:: SUPPLIED MATERIAL ::

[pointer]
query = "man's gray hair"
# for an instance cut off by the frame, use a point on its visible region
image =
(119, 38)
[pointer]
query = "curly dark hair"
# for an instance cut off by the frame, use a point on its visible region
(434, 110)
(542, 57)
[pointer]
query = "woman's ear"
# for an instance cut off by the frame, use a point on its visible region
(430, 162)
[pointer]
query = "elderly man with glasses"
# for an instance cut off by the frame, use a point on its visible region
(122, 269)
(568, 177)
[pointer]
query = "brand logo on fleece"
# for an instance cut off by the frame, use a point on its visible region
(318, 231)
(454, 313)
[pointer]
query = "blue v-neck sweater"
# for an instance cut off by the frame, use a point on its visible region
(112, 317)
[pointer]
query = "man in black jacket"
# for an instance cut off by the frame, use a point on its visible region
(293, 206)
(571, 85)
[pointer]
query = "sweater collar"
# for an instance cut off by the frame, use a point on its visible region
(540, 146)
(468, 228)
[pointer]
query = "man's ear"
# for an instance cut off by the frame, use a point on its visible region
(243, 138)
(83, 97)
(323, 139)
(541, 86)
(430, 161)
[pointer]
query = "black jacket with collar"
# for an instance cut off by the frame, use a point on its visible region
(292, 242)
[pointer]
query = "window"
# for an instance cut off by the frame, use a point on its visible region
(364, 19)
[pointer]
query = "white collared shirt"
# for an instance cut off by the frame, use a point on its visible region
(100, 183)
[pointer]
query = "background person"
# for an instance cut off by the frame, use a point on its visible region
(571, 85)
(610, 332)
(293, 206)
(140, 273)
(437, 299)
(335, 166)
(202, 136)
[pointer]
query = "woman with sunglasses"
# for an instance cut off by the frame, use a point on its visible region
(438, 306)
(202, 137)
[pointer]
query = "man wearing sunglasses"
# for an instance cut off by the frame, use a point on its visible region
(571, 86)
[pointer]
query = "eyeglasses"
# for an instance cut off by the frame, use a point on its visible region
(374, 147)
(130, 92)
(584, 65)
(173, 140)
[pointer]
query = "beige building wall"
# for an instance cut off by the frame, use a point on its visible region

:::

▶ [EXERCISE DESCRIPTION]: Pull out every line of the entries above that contains the string "woman", and note that case counts.

▶ [FINISHED TASK]:
query = "woman's ear"
query = "woman with sunglasses"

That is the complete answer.